* EXCERPT TO READ:
Sound Lending Practices for Housing

When we made our last appearance, we were still contemplating potential actions with respect to emerging risks in the housing market. We have since written to all authorised deposit-taking institutions (or ADIs) encouraging them to maintain sound lending standards, and identified some benchmarks that APRA supervisors will be using in deciding whether additional supervisory action – such as higher capital requirements – might be warranted.

I would like to emphasise that, in alerting ADIs to our concerns in this area, we are seeking to ensure emerging risks and imbalances do not get out of hand. We are not targeting house price levels – as I have said elsewhere, that is beyond our mandate – and we are not at this point asking banks to materially reduce their lending. We have identified some areas where we have set benchmarks that we think will be useful indicators of where risk could be building, and in doing so, will help reinforce sound lending practices amongst all ADIs. We are currently assessing the plans and practices of individual ADIs and, over the next month or so, will be considering whether any supervisory action is needed. So far, our discussions with the major lenders have suggested they recognise it is in everyone’s interests for sound lending standards to be maintained. But we shall see – we are ready to take further action if needed.

Financial System Inquiry

Beyond this immediate issue, we are also giving thought to the more fundamental issues in relation to ADI capital contained in the recommendations of the Financial System Inquiry. There are two key influences on how we will proceed on these issues: first, the submissions made through the Government’s consultation process, and second, the work still underway on a number of related issues in the international standard-setting bodies, particularly the Basel Committee on Banking Supervision.

* THE EXERCISE:
Return the housing lending text above word for word, in its entirety.

* INFORMATION SUPPLIED:

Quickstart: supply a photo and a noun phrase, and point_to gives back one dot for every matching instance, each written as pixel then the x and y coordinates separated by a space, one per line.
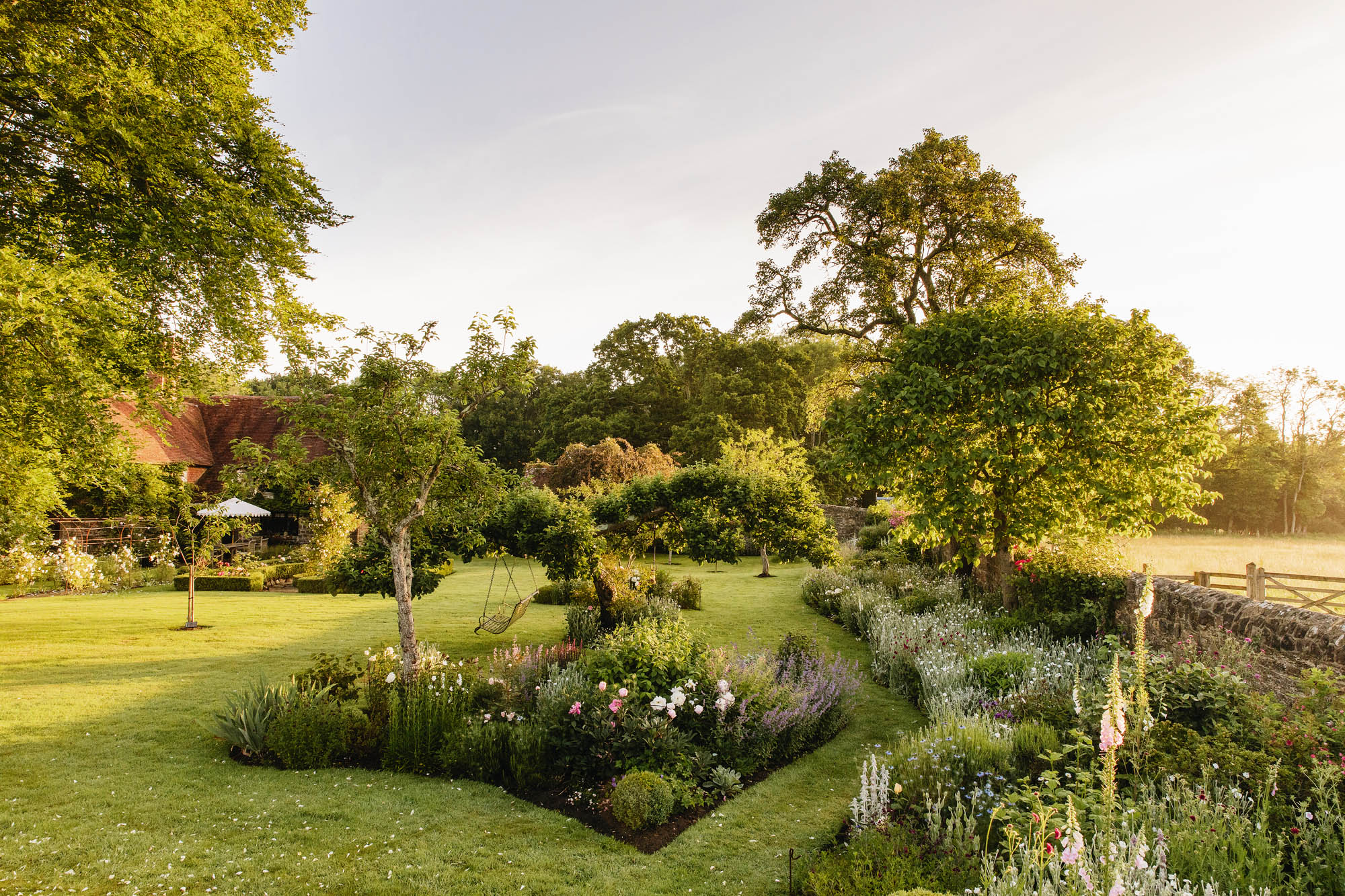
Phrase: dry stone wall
pixel 1293 638
pixel 847 521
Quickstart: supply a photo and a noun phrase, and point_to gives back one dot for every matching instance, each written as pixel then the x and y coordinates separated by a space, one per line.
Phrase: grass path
pixel 108 782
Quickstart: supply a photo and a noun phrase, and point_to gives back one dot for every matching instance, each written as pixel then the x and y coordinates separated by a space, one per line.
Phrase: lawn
pixel 111 784
pixel 1186 553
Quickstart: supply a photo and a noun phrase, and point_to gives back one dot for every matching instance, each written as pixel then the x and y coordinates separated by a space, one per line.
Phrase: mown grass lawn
pixel 110 784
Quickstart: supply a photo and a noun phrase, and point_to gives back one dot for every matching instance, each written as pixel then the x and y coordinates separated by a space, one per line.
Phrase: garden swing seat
pixel 505 615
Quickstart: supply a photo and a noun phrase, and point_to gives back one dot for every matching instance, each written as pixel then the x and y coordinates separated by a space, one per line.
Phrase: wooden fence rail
pixel 1284 588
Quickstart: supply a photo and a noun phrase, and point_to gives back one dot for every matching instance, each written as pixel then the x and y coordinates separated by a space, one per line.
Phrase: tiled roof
pixel 202 434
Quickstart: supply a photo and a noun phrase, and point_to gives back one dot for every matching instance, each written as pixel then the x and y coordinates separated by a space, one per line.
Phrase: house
pixel 201 435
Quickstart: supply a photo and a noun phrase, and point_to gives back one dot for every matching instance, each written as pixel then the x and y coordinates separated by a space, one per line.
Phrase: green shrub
pixel 874 536
pixel 796 649
pixel 531 764
pixel 724 782
pixel 642 799
pixel 583 624
pixel 1200 697
pixel 313 585
pixel 248 715
pixel 917 603
pixel 341 676
pixel 422 720
pixel 650 657
pixel 551 595
pixel 822 589
pixel 479 749
pixel 999 673
pixel 252 581
pixel 1054 706
pixel 309 733
pixel 1032 739
pixel 688 594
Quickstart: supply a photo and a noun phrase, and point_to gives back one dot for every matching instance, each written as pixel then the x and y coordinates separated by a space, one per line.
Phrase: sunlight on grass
pixel 111 783
pixel 1186 553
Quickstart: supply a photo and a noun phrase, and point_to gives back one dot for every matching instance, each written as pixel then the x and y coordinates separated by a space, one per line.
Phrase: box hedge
pixel 311 585
pixel 284 571
pixel 252 581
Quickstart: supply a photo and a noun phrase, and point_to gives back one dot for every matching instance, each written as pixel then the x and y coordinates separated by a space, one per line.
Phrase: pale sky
pixel 588 163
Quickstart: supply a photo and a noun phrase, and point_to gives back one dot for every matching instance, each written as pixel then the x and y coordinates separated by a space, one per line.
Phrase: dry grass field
pixel 1186 553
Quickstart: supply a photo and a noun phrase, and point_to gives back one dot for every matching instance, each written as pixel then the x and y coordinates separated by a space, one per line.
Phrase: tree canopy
pixel 153 224
pixel 1007 424
pixel 931 233
pixel 392 427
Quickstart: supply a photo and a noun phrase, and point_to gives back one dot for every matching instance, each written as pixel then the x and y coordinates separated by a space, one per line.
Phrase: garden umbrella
pixel 233 507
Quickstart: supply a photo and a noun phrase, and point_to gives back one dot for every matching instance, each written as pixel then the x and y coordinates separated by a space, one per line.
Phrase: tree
pixel 714 507
pixel 1007 424
pixel 931 233
pixel 151 221
pixel 393 428
pixel 782 505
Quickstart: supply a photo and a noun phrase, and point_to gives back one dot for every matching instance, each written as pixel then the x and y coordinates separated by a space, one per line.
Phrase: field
pixel 111 784
pixel 1186 553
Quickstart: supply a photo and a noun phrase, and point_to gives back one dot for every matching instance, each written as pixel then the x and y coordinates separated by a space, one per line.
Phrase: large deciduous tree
pixel 781 506
pixel 151 218
pixel 931 233
pixel 1007 424
pixel 393 427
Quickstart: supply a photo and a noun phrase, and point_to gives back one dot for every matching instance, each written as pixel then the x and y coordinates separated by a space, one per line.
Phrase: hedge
pixel 311 584
pixel 284 571
pixel 252 581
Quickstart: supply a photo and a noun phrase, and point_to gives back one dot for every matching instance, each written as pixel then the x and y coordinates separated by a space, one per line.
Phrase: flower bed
pixel 564 725
pixel 1055 766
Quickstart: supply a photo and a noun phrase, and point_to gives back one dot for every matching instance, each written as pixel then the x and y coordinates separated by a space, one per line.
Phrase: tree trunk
pixel 400 549
pixel 1000 575
pixel 766 564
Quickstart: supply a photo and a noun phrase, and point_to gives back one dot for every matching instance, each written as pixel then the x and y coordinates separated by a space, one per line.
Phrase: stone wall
pixel 1292 637
pixel 847 521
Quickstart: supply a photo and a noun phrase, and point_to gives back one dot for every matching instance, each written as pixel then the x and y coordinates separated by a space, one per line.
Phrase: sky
pixel 590 163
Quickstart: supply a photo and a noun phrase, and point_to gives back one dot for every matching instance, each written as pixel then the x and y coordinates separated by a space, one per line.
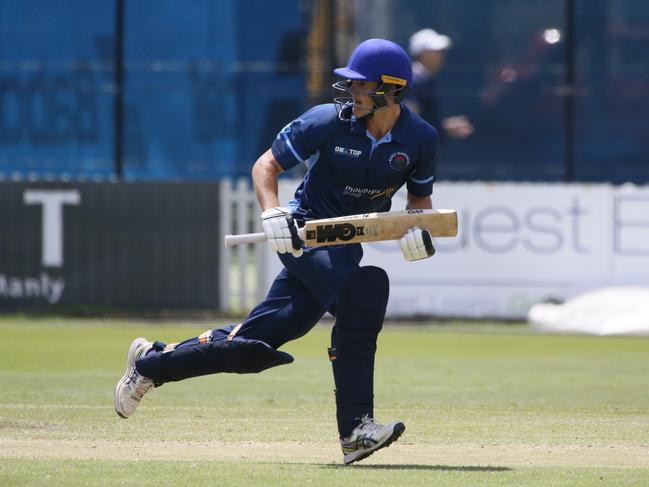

* RIGHT ANSWER:
Sound Lending Practices for Housing

When we made our last appearance, we were still contemplating potential actions with respect to emerging risks in the housing market. We have since written to all authorised deposit-taking institutions (or ADIs) encouraging them to maintain sound lending standards, and identified some benchmarks that APRA supervisors will be using in deciding whether additional supervisory action – such as higher capital requirements – might be warranted.

I would like to emphasise that, in alerting ADIs to our concerns in this area, we are seeking to ensure emerging risks and imbalances do not get out of hand. We are not targeting house price levels – as I have said elsewhere, that is beyond our mandate – and we are not at this point asking banks to materially reduce their lending. We have identified some areas where we have set benchmarks that we think will be useful indicators of where risk could be building, and in doing so, will help reinforce sound lending practices amongst all ADIs. We are currently assessing the plans and practices of individual ADIs and, over the next month or so, will be considering whether any supervisory action is needed. So far, our discussions with the major lenders have suggested they recognise it is in everyone’s interests for sound lending standards to be maintained. But we shall see – we are ready to take further action if needed.

Financial System Inquiry

Beyond this immediate issue, we are also giving thought to the more fundamental issues in relation to ADI capital contained in the recommendations of the Financial System Inquiry. There are two key influences on how we will proceed on these issues: first, the submissions made through the Government’s consultation process, and second, the work still underway on a number of related issues in the international standard-setting bodies, particularly the Basel Committee on Banking Supervision.